[PASSAGE TO READ]:
-*-*-

Keep track of any physical changes

If you start to realize that either your initial side effects haven't faded in the first few months or new side effects have reared their ugly head over time, then you want to start keeping a journal so you can chronicle everything. From physical and mental changes to even the ups and downs of your menstrual flow. Especially if the latter becomes erratic.


"Monitor for a few cycles, then discuss with your clinician," associate professor and chief of general obstetrics and gynecology at Northwestern University's Feinberg School of Medicine Jessica Kiley, MD, MPH tells SELF.

Signs to look out for, in addition to what's going on inside your reproductive system, are excessive migraines and the thickening of the cornea in your eyes (via Medical News Today). It might sound strange that hormonal birth control would affect the eyes, but where hormones are concerned, anything can happen.

Keep track of any mental changes

Hormonal birth control can have either a positive or negative effect on emotions and our overall mental state. But it's when it's negative that you should be concerned and, therefore, track it in your journal.


A 2016 study found that hormonal birth control can cause depression in some women (via JAMA Psychiatry). If this is something you notice about yourself and you're someone who's never dealt with depression, ever, in your life, then this is something you want to notice and write down. For example, how often are the feelings of depression? Is it every day, or does it seem to just pop up at certain points in your menstrual cycle?

Also, if you start having suicidal thoughts, not only should you track when you have those thoughts but reach out to your doctor immediately. Research has found that the hormonal shifts that come with birth control can lead to a higher risk of suicide (via Natural Library of Medicine).


If you or anyone you know is having suicidal thoughts, please call the National Suicide Prevention Lifeline​ by dialing 988 or by calling 1-800-273-TALK (8255)​.

Take a break from your birth control

If your side effects are interfering in your day-to-day life and the only change has been taking birth control, then take a break from it. If you're on the Pill, you can stop at any time, meaning you don't have to finish the pack, and if you have an IUD, you can make an appointment to have it removed for a bit. As of yet, there's no evidence to suggest that taking a break from your birth control is bad for you (via Healthline). However, even though it can take a bit for your period to return, it doesn't mean you can't get pregnant.

-*-*-

[INFORMATION SUPPLIED]:
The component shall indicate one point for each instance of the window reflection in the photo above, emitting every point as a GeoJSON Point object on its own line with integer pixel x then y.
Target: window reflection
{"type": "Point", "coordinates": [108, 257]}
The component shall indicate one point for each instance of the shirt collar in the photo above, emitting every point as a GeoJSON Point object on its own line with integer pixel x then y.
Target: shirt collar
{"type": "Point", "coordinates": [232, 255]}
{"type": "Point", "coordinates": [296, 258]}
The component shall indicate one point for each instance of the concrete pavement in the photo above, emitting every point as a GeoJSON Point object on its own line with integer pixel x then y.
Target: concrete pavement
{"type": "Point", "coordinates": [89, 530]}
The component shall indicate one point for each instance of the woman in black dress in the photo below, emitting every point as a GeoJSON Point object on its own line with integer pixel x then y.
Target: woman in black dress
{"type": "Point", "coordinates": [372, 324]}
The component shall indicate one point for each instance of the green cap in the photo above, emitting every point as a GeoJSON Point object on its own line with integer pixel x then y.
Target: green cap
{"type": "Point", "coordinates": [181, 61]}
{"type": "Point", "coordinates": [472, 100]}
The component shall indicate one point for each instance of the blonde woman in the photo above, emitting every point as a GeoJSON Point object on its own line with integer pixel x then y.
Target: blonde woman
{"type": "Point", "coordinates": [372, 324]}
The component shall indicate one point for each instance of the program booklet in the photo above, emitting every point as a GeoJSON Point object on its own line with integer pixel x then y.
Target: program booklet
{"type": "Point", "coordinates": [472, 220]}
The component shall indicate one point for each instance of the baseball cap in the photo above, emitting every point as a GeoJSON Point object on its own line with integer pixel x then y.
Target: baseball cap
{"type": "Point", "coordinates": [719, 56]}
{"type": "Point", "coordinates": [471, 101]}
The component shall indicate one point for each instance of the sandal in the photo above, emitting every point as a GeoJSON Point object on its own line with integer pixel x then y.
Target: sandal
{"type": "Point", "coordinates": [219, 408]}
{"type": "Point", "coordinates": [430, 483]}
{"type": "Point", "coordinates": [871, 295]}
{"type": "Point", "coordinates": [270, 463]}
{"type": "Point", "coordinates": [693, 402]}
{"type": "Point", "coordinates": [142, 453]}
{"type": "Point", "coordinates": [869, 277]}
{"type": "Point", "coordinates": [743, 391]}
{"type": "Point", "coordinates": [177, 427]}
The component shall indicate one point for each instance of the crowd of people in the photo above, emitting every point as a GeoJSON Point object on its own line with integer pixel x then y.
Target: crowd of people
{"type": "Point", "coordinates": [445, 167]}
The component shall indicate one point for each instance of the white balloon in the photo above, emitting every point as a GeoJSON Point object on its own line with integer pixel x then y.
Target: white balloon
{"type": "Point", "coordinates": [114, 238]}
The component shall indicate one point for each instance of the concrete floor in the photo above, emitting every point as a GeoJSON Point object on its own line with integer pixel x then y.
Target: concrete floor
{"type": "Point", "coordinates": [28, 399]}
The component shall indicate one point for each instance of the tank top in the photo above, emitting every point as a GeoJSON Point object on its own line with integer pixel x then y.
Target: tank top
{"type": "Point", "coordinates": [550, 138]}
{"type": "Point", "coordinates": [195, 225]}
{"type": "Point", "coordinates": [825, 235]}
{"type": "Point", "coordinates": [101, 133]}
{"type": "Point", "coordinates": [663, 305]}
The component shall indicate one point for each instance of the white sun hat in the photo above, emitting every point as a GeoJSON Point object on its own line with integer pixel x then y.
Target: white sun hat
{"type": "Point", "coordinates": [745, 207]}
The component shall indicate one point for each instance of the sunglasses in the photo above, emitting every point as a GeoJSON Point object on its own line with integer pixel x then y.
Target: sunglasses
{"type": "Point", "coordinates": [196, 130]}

-*-*-

In the text on birth control side effects, what year is given for the study that found hormonal birth control can cause depression in some women?

[WRITTEN SOLUTION]: 2016